**TASK REQUIREMENTS**
Give back every item below verbatim, with no changes.

□ □ □

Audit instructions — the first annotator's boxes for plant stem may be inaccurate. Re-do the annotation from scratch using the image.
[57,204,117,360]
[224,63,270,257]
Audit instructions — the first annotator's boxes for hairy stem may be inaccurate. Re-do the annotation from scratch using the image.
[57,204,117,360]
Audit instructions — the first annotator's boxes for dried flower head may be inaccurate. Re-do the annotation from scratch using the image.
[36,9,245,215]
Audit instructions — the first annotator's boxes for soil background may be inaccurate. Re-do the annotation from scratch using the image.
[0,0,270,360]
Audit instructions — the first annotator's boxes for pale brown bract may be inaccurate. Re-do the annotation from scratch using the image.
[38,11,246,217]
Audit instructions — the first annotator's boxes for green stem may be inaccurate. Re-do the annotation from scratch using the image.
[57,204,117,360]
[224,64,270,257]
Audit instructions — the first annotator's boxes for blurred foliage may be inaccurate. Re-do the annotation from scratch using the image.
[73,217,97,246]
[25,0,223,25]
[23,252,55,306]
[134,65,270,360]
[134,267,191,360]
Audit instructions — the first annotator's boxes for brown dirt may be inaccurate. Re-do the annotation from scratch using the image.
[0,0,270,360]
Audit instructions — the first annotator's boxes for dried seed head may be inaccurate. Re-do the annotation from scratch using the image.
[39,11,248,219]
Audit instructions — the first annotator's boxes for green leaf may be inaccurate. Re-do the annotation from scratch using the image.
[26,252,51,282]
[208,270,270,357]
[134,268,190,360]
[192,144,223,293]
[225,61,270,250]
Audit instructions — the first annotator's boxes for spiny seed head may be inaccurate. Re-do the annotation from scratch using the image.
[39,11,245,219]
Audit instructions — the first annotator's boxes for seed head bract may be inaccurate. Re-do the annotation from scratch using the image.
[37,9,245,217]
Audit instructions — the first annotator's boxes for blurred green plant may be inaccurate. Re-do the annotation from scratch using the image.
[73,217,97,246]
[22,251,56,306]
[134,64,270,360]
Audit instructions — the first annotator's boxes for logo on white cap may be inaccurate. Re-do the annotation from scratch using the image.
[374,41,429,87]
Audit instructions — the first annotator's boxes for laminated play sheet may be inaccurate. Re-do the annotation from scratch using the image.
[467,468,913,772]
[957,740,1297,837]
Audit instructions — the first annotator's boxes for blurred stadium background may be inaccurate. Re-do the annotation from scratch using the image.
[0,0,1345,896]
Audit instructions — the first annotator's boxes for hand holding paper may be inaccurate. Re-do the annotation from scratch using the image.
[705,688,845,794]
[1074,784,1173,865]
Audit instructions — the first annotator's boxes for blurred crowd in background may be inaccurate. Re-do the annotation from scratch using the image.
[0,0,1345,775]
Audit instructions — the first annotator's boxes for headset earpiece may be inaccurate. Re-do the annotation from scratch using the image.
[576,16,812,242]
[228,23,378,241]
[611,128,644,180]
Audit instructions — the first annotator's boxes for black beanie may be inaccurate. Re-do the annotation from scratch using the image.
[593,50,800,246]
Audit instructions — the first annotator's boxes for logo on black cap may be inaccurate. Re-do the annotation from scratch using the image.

□ □ □

**EXERCISE RESPONSE**
Audit instructions — the first annotator's boxes for plant stem may be inaccurate. Re-do the annotation from scratch using the image.
[57,204,117,360]
[224,63,270,257]
Audit instructions — the first annotator's boxes for hairy stem may be inaccurate. Re-do the annotation from scratch using the image.
[57,204,117,360]
Audit instructions — the first annotator's boxes for dried flower head may be inaccurate. Re-do the annotation from scratch using the image.
[36,9,245,215]
Audit instructions — the first annotator's boxes for soil background may be inaccurate. Re-do the annotation from scratch using the image.
[0,0,270,360]
Audit instructions — the first annotator's boxes for pale brown bract may be inaccurate. Re-do the annotation from scratch using the image.
[38,11,246,217]
Audit instructions — the first annotator's boxes for green stem may be inaccurate. Re-do the annotation from scratch using the image.
[57,204,117,360]
[224,64,270,257]
Audit instructions — the first annotator's boxes for blurred foliage may be inaccurate. Re-do the annotation from scratch using the image.
[73,217,97,246]
[25,0,223,25]
[23,252,55,306]
[134,65,270,360]
[134,267,191,360]
Audit instructions — the first annotator's boxes for brown dirt may be inaccurate. Re-do the annotation from scratch using the image.
[0,0,270,360]
Audit instructions — the first annotator's boxes for dried seed head may be inaccurate. Re-do the annotation from scratch using the image.
[39,11,248,219]
Audit instructions — the first annotator's boxes for green leaf may be inaccurate. Re-do the annotation from scratch using the image.
[26,252,51,282]
[208,270,270,357]
[134,268,190,360]
[192,144,223,293]
[225,61,270,250]
Audit instructions — the first annotator's boxes for spiny seed head may be inaccurate. Re-do the annotation from scratch using the image.
[39,11,245,219]
Audit instructions — the first annotator's boxes for seed head bract may be inaccurate. Re-do the annotation from scratch using the image.
[37,9,245,217]
Audit instructions — the first annotator's boxes for blurred green plant may be inaccurate. Re-do the annotation from scratch using the image.
[73,217,97,246]
[22,251,56,306]
[134,64,270,360]
Audit instructions — the first annotator's boxes for logo on white cap may be inaccurate. Re-do the annotation from scratch using the image.
[374,41,429,87]
Audit instructions — the first annotator's boxes for laminated play sheet may be inaccurate. Re-do the annotation from scratch using the image.
[467,468,913,772]
[957,740,1297,837]
Audit instructions — the first annotator's boxes for blurred stadium background may be inaccurate. Re-do the annotation from scratch using the image.
[0,0,1345,896]
Audit instructions — the first annotator's boxes for hand holding paper may be inaccurate. Re-do the annotation from scratch using the image.
[705,688,845,794]
[1074,784,1173,865]
Audit instructions — the first annotator's boxes for blurred crowd in background may be inaccurate. Re-do the annotation from scratch using the image.
[0,0,1345,775]
Audit instructions — the first annotator's boxes for headset earpiece may be inaccurate. Re-do the annotation from scratch using the image.
[576,16,812,242]
[228,23,378,241]
[611,128,644,180]
Audit instructions — the first annotator's boxes for black beanie may be inaccurate. Re-do the annotation from scratch using the image.
[593,50,800,246]
Audit instructions — the first annotator's boxes for logo on black cap may be inaccurate. Re-do the annotation from scratch using the image.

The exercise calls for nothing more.